## Short task
Rewrite the rows starting at the line that has "Find the wristwatch" and ending after the line that has "Find the person's", including both of those lines and keeping each request unchanged. Multiply every coordinate in the answers by 2.25, rounding each result to a whole number with halves rounded up.

(Pointing rows for named objects)
+ + + + +

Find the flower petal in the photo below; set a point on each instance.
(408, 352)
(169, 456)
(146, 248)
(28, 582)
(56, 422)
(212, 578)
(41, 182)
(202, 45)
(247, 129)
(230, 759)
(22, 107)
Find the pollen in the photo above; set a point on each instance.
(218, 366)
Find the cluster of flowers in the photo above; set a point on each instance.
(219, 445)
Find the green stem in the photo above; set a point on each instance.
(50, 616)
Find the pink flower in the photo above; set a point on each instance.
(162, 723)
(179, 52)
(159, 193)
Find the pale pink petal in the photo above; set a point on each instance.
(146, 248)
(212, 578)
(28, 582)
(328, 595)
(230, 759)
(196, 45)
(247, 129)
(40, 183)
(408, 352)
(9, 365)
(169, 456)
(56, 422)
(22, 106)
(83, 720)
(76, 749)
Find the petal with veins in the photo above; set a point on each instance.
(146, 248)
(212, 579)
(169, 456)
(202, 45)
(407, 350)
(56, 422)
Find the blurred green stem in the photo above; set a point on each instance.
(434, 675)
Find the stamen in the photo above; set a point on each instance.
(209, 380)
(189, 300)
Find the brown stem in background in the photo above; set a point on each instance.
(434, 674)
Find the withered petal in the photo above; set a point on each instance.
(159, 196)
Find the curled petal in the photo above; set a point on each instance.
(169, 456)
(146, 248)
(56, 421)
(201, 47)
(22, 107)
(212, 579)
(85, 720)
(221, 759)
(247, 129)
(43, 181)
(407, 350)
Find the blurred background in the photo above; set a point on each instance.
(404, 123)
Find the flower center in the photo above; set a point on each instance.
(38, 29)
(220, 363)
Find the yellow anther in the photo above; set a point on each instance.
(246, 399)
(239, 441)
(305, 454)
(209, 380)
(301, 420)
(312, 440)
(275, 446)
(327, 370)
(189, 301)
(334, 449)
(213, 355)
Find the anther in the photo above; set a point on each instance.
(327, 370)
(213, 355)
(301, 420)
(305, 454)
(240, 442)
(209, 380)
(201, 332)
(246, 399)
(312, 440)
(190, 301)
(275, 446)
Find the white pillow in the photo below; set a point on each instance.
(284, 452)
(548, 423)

+ + + + +

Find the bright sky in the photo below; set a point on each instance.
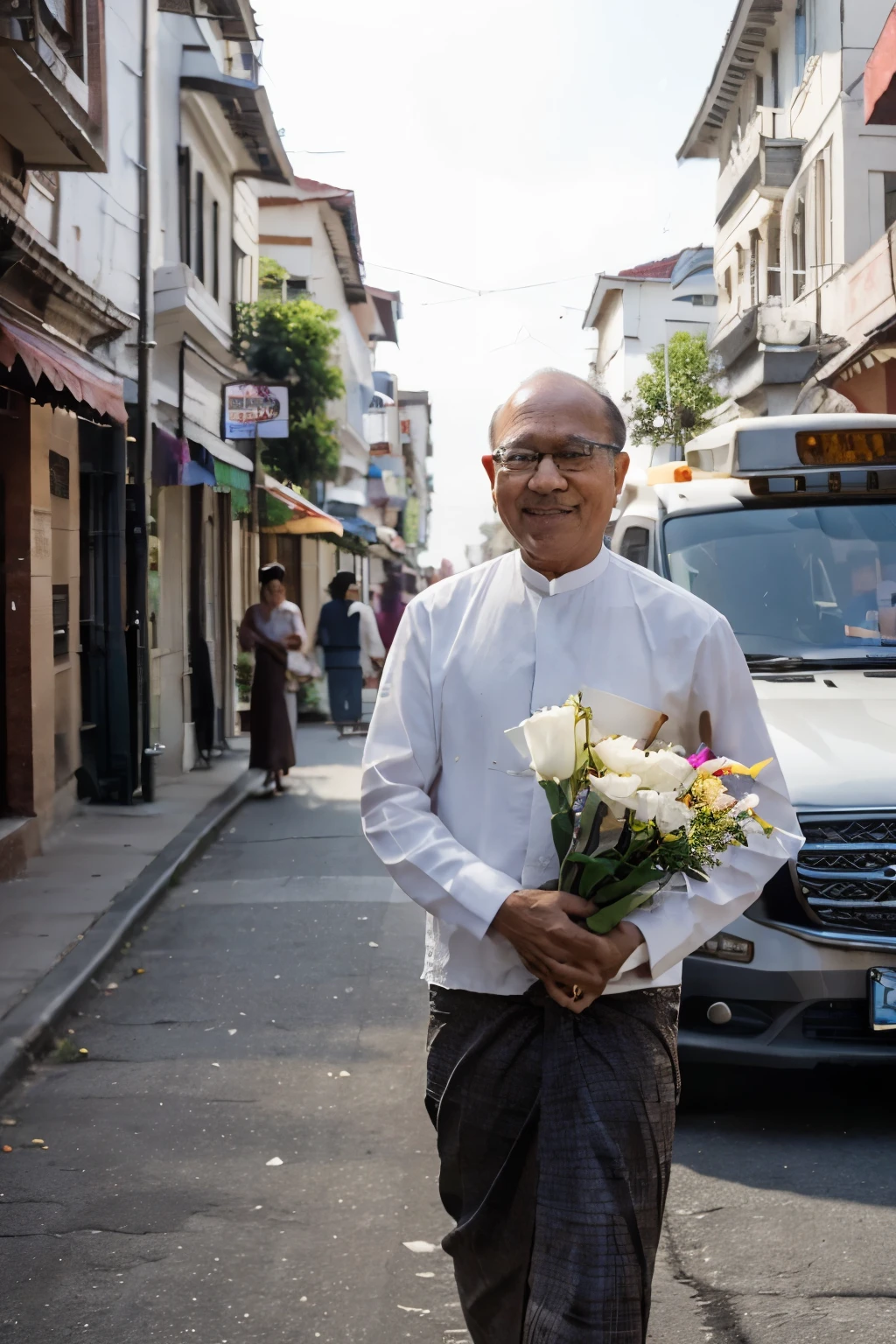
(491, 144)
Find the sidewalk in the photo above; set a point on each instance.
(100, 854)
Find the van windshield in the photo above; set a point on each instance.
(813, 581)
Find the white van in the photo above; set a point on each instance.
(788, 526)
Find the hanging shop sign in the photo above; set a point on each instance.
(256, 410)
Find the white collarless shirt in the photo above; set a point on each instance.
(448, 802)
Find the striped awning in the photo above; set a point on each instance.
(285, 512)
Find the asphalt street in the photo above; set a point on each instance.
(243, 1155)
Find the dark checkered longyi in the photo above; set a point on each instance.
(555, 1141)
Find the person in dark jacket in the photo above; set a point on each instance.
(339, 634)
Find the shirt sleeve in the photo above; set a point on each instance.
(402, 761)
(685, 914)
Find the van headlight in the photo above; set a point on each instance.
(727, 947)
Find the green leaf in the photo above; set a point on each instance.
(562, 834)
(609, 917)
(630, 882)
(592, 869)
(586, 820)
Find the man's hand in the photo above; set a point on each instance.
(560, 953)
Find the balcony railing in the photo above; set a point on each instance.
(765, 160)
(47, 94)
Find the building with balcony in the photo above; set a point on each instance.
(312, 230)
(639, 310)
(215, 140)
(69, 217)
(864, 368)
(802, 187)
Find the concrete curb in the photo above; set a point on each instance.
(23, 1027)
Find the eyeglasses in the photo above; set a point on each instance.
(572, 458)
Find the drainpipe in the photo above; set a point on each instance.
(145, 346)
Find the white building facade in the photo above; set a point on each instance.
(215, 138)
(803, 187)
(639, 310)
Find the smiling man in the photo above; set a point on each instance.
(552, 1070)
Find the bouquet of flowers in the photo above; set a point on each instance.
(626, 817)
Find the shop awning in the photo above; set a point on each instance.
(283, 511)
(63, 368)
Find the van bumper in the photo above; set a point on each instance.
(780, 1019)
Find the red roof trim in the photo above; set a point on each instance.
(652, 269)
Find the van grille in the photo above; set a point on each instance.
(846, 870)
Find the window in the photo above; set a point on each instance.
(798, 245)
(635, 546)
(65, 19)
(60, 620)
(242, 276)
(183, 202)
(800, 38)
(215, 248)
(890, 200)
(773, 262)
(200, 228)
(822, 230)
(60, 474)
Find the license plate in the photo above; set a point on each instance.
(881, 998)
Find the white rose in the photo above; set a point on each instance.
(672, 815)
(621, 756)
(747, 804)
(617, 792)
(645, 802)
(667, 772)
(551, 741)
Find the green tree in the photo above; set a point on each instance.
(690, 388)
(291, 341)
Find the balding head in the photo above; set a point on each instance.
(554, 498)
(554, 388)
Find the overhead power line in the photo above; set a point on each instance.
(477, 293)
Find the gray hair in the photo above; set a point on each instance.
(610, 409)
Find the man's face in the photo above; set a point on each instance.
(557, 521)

+ + + + +

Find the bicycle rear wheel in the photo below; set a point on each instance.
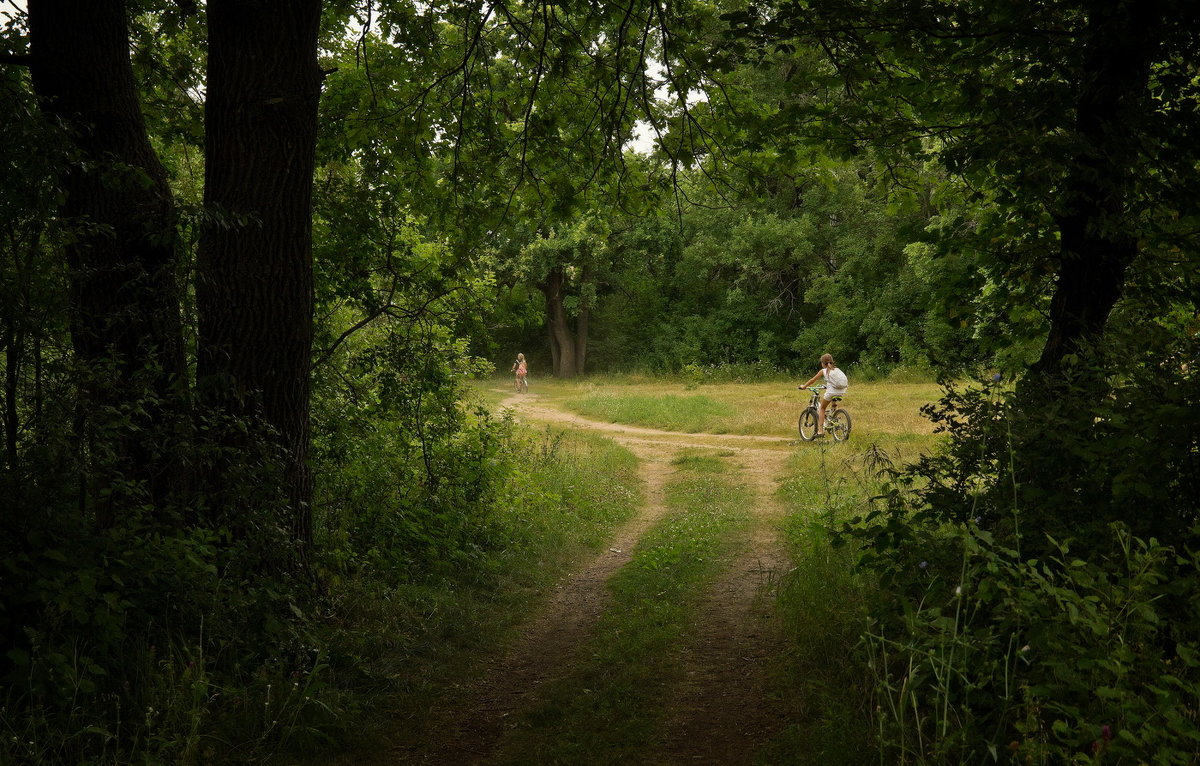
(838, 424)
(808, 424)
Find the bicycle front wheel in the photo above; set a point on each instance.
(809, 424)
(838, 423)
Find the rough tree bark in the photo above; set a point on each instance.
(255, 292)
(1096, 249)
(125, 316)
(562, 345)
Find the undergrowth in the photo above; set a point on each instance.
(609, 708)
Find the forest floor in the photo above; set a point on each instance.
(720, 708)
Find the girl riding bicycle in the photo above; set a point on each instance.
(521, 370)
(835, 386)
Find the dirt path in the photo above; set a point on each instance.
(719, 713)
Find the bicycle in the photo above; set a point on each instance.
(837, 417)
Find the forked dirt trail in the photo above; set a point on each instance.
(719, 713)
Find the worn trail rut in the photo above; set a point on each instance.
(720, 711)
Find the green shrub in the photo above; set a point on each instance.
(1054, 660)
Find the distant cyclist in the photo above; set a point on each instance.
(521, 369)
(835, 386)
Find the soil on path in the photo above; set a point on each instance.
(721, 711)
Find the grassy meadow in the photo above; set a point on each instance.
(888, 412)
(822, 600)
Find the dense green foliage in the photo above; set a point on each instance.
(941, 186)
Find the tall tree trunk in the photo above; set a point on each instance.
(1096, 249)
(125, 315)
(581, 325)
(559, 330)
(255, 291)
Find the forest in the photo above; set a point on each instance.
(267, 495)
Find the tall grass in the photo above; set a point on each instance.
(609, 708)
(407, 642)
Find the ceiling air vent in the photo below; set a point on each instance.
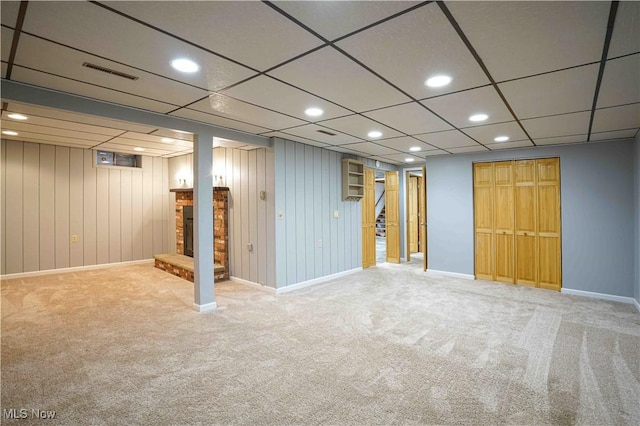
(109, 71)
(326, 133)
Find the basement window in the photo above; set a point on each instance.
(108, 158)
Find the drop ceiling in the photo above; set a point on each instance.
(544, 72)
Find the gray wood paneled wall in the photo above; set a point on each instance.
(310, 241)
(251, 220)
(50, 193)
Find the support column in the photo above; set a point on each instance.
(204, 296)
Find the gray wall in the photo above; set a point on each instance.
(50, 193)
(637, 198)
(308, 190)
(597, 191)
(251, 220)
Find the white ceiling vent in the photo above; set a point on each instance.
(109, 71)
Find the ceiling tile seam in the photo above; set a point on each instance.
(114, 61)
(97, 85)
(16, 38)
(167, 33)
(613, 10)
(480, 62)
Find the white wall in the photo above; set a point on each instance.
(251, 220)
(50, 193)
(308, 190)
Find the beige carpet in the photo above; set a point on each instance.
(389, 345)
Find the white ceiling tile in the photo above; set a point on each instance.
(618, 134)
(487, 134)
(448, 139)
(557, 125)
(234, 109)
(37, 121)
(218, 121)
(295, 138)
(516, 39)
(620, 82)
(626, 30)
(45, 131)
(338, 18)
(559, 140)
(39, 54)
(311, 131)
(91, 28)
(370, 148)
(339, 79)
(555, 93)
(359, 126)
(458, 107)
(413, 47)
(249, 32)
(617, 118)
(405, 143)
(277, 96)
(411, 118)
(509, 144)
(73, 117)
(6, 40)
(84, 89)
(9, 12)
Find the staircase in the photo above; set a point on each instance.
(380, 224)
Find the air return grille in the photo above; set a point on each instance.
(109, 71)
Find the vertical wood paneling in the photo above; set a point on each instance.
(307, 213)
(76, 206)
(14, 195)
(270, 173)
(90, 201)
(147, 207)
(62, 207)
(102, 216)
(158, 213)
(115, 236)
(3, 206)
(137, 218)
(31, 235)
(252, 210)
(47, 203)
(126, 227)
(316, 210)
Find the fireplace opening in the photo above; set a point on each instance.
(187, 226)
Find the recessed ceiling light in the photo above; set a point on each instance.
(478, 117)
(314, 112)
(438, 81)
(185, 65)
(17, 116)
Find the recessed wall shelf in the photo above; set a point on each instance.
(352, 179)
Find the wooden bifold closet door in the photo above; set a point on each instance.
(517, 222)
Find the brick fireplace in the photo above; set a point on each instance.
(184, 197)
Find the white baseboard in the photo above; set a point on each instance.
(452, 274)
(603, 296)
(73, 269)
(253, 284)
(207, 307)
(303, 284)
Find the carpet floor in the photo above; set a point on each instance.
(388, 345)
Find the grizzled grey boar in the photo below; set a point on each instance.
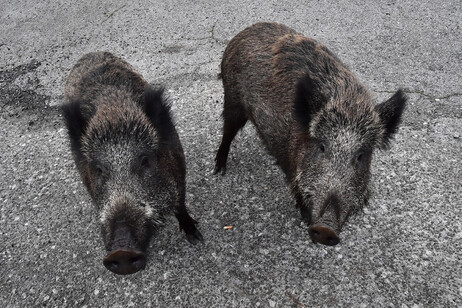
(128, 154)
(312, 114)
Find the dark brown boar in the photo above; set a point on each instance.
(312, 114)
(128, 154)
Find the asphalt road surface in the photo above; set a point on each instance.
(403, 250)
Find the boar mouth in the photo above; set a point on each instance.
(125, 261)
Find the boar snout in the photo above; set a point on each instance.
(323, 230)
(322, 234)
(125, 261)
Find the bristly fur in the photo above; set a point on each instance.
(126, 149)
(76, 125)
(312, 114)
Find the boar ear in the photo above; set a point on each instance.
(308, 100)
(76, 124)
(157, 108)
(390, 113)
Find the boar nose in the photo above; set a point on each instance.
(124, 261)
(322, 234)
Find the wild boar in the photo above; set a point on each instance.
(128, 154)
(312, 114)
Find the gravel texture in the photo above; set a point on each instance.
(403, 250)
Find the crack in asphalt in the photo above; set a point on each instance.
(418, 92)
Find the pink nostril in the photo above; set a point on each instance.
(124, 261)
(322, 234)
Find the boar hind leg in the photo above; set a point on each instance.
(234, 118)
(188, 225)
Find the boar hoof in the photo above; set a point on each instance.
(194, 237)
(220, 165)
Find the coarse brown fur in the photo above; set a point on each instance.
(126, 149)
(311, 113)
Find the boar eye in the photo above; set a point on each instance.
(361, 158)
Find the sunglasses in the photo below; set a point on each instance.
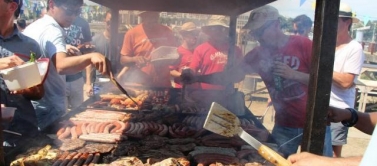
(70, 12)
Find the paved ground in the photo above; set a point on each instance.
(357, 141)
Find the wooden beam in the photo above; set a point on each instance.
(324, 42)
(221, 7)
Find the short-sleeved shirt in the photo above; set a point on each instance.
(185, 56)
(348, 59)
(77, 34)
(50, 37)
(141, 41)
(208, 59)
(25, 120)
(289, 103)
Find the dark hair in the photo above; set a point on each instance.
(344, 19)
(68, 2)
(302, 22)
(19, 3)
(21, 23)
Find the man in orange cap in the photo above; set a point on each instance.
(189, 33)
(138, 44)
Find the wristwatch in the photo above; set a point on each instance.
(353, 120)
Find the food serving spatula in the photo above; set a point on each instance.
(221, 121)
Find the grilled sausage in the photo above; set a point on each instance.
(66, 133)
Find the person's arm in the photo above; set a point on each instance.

+ + + + +

## The solution
Find the wristwatch in the photo above; set a point on each instance.
(794, 270)
Find the food serving spatula in the photo above; set a point on each instance.
(497, 272)
Find the grilled sausage in the photo above; set a point on each instance.
(149, 299)
Find the person's arm in the photo above; set a point on each instance.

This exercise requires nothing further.